_DATA IN THIS EXERCISE_
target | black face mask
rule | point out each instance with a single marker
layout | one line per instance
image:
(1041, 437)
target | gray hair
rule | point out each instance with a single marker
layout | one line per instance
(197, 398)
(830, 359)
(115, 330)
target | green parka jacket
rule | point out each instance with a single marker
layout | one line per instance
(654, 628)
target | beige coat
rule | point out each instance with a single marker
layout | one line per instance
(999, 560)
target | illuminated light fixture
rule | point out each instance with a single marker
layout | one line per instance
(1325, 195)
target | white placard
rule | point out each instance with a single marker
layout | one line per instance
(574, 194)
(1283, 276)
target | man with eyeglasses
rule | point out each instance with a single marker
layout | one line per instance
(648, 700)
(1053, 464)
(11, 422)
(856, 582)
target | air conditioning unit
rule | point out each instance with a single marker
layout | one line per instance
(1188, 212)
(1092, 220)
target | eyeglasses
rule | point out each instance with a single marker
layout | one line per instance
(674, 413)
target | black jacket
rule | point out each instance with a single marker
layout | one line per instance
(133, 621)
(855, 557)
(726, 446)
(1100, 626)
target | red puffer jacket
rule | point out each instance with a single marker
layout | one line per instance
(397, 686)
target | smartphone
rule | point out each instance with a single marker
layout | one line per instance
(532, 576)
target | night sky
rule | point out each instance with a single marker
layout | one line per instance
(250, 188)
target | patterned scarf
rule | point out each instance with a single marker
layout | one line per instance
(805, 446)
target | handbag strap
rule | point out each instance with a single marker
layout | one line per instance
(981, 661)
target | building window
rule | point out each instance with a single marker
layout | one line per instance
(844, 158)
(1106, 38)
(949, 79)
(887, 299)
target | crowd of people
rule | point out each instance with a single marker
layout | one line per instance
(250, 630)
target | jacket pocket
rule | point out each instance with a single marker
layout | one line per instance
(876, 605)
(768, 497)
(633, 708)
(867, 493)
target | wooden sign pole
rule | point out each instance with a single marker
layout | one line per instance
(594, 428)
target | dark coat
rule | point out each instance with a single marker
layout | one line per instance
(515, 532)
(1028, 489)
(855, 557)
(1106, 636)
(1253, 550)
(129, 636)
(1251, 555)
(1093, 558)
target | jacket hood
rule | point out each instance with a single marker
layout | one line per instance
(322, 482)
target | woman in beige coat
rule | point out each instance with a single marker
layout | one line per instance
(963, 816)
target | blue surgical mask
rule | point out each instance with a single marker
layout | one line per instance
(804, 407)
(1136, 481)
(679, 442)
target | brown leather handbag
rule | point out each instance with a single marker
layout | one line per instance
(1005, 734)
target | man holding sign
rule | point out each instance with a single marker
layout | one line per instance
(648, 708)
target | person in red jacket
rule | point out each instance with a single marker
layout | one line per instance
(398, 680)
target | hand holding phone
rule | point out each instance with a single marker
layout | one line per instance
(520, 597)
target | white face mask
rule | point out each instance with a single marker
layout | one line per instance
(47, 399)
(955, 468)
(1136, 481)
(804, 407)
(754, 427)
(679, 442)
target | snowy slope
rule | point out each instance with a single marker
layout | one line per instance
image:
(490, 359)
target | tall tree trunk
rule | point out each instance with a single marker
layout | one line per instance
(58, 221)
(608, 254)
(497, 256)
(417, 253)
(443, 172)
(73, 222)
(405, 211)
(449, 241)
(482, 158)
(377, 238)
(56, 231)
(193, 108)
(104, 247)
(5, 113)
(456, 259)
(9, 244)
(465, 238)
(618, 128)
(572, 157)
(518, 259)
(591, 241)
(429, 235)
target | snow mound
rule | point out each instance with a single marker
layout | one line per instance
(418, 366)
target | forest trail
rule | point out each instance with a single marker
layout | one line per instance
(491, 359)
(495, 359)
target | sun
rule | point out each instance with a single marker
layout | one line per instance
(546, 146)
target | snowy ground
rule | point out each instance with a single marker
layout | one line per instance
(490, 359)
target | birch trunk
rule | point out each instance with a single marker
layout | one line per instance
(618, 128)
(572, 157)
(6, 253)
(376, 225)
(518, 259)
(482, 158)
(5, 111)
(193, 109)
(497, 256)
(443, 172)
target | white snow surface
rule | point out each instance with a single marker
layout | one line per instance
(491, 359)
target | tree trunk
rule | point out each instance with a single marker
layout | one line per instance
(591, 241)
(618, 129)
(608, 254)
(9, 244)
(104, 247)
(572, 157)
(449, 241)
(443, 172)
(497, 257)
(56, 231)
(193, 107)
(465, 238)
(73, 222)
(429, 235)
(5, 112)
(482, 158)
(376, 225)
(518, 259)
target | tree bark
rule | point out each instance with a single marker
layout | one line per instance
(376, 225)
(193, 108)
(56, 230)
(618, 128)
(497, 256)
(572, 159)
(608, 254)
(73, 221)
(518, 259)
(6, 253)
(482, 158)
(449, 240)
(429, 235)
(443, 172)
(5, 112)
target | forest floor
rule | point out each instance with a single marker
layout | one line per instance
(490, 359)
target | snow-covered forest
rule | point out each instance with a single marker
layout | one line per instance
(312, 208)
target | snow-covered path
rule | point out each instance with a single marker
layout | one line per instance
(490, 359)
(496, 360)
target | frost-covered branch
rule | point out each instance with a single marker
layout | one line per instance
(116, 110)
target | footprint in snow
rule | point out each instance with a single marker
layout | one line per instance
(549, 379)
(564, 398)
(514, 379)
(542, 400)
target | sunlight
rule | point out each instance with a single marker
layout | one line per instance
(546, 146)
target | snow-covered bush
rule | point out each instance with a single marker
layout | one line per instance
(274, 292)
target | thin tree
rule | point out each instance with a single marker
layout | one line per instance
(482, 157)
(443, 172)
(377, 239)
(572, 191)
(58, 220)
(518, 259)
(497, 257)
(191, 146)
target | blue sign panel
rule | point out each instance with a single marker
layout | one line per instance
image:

_WORK TO DO_
From the records above, extract every line exactly as it stands.

_WRITTEN RESPONSE_
target | black face mask
rule | point out each instance with a single marker
layout | one line per instance
image:
(1041, 437)
target | gray hair
rule | point out each instance with a single marker
layout | one line per instance
(197, 398)
(830, 359)
(115, 330)
target | green parka jacket
rule | point out each instance with a single marker
layout | one line per instance
(654, 628)
target | beige coat
rule | point out each instance with a single marker
layout | one line per instance
(999, 560)
target | illuminated light fixture
rule | point out each instance with a single marker
layout | one line per instance
(1325, 195)
target | white placard
rule | point out each instance with a single marker
layout | one line per instance
(574, 194)
(1283, 276)
target | man with eyeglasses
rule | point out each instance with a single marker
layout | one line per instance
(648, 700)
(1053, 464)
(11, 422)
(856, 582)
target | air conditioning unit
rule | point out each instance with a single marker
layout | one line per instance
(1188, 212)
(1092, 220)
target | eyeglasses
rule | point out each instance with a single marker
layout | one line per instance
(674, 413)
target | black jacket
rule | point out each instance with a single marker
layout | one line per instance
(133, 621)
(855, 557)
(726, 446)
(1100, 626)
target | red puffer jacket
rule | point out each instance with a single marker
layout | one line per instance
(397, 686)
target | smartphone
rule | point out each instance with a single marker
layout | one line per instance
(532, 576)
target | night sky
rule | point out each instance with a single marker
layout | one line per instance
(250, 188)
target | patterned scarf
rule | point out each instance with a single marker
layout | one line per instance
(805, 446)
target | handbag strap
rule | point out each instance with a single marker
layout | one line per instance
(981, 661)
target | building window
rule | point out each instance with a single marker
layout | one line per instance
(844, 158)
(1106, 38)
(949, 79)
(887, 299)
target | crowd of people
rule | point out each instance with a single marker
layout | one line per instance
(250, 630)
target | jacket pocket
rule | point out each instance with a single marker
layout | one line per instance
(876, 605)
(768, 497)
(633, 708)
(867, 493)
target | wooden sign pole
rule | point out each instance with a single marker
layout | one line per instance
(594, 428)
target | dark coat
rule | point out each instance with a single marker
layout | one line per instance
(515, 532)
(1028, 489)
(855, 557)
(1106, 636)
(1253, 550)
(129, 636)
(1251, 555)
(1093, 558)
target | jacket hood
rule | point out each instance with a single marker
layout | one line per instance
(322, 482)
target | woman in beige coat
rule | point out each instance with a single marker
layout | one line per instance
(963, 816)
target | blue surgical mask
rule | point out each instance with a single marker
layout | one line per instance
(804, 407)
(1136, 481)
(679, 442)
target | brown leather handbag
rule | point out each instance with a single marker
layout | one line per instance
(1005, 734)
target | man holding sign
rule | point out each instance with a single marker
layout | one line per instance
(648, 708)
target | person in red jacket
rule | point out each instance with a single marker
layout | one line per instance
(398, 680)
target | hand holding phone
rule | point out each instance with a single marker
layout | one line per instance
(520, 597)
target | white face mask
rule | point out each instance with a single marker
layout | one line per instance
(47, 399)
(955, 468)
(1136, 481)
(804, 407)
(754, 427)
(679, 442)
target | snowy slope
rule | point out each instance with a single marker
layout | one line per instance
image:
(490, 359)
target | tall tree trunk
rule | point out each instance with a single marker
layout | one line per instance
(58, 221)
(608, 254)
(497, 256)
(417, 253)
(443, 172)
(73, 222)
(405, 211)
(449, 241)
(482, 158)
(377, 238)
(56, 231)
(193, 108)
(104, 247)
(5, 113)
(456, 259)
(9, 244)
(465, 238)
(618, 128)
(572, 157)
(518, 259)
(591, 241)
(429, 235)
target | snow mound
rule | point out each instance with a single marker
layout | one line per instance
(418, 366)
target | forest trail
rule | point out each instance with a single marker
layout | one line per instance
(491, 359)
(495, 359)
target | sun
rule | point out each instance with a single marker
layout | one line per instance
(546, 146)
target | snowy ground
rule | point out each instance with a single marker
layout | one line per instance
(490, 359)
target | birch trunk
rule | point out each instance with a single marker
layout | one line per instance
(618, 128)
(572, 157)
(6, 253)
(376, 225)
(518, 259)
(482, 158)
(5, 111)
(193, 109)
(497, 256)
(443, 172)
target | white snow surface
rule | point out each instance with a single marker
layout | one line per instance
(491, 359)
target | tree trunk
rule | point out each instance with a single marker
layout | one line per instance
(591, 241)
(618, 129)
(608, 254)
(9, 244)
(104, 247)
(572, 157)
(449, 241)
(443, 172)
(497, 257)
(56, 231)
(193, 107)
(465, 238)
(73, 222)
(429, 235)
(5, 112)
(482, 158)
(376, 225)
(518, 259)
target | tree bark
rule | point out each instance with a single marker
layout | one line per instance
(376, 225)
(193, 108)
(56, 230)
(618, 128)
(497, 256)
(572, 159)
(608, 254)
(73, 221)
(518, 259)
(6, 253)
(482, 158)
(449, 240)
(429, 235)
(443, 172)
(5, 112)
target | forest floor
rule | point out each instance with a single marker
layout | one line per instance
(490, 359)
target | snow-covered forest
rule | point out each instance with a single marker
layout | one line per instance
(312, 208)
target | snow-covered path
rule | point out each instance with a single marker
layout | one line per instance
(490, 359)
(496, 360)
target | frost-covered branch
rule | point out each instance with a single marker
layout | one line per instance
(116, 110)
target | footprint in snow
rule | point out each instance with a single marker
layout | one line per instance
(549, 379)
(564, 398)
(514, 379)
(542, 400)
target | sunlight
rule | point out each instance with a single marker
layout | one line per instance
(546, 146)
target | snow-covered bush
rule | point out each instance with a single marker
layout | one line per instance
(274, 292)
target | thin tree
rule | point out each instance with a single marker
layout | one line per instance
(482, 157)
(443, 172)
(377, 239)
(572, 191)
(58, 220)
(518, 259)
(497, 257)
(191, 146)
target | blue sign panel
rule | point out each instance with a single marker
layout | one line per instance
image:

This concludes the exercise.